> **Instructions for the task**
Copy out the line that contains "Target: evergreen forest" and the lines after it through the final one in the entries below, exactly, with no other lines.

> **Point-per-instance localization data**
>>>

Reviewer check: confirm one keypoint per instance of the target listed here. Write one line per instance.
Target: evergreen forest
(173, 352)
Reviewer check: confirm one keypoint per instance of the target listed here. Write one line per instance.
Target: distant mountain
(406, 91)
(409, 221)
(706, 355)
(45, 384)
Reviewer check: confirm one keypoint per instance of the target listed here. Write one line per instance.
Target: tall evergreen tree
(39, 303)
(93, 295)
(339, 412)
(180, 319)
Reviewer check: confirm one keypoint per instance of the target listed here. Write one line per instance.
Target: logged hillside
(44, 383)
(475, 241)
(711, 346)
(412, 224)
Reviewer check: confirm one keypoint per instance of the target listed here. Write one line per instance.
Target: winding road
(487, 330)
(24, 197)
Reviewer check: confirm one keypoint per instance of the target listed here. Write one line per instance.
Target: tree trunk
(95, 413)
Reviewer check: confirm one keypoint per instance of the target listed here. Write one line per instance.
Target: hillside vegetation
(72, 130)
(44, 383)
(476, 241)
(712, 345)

<<<

> **Solution for this exercise**
Target: evergreen forest
(173, 352)
Reviewer check: confirm one keypoint per instance of the target listed here. Write one line per instance.
Target: distant mountain
(406, 91)
(409, 221)
(706, 355)
(45, 384)
Reviewer check: confirm one keypoint per instance of the target listed here. Write one line per instance.
Target: tall evergreen tree
(39, 303)
(93, 295)
(339, 412)
(180, 319)
Reviewer check: confirm one keypoint per instance of the target listed here. Write one line per instance.
Target: logged hillside
(44, 383)
(475, 241)
(711, 346)
(412, 224)
Reviewer check: confirm one keypoint per instance of the target listed here. Write one line per instance.
Target: winding road
(487, 330)
(24, 197)
Reviewer check: confirm one keypoint per instance of the target listed here. Write one line per instance.
Target: tree trunk
(95, 413)
Reviewer check: confirm one keypoint per instance of the target listed here. Write one line per instance.
Target: hillside vegetation
(72, 130)
(44, 383)
(476, 241)
(712, 345)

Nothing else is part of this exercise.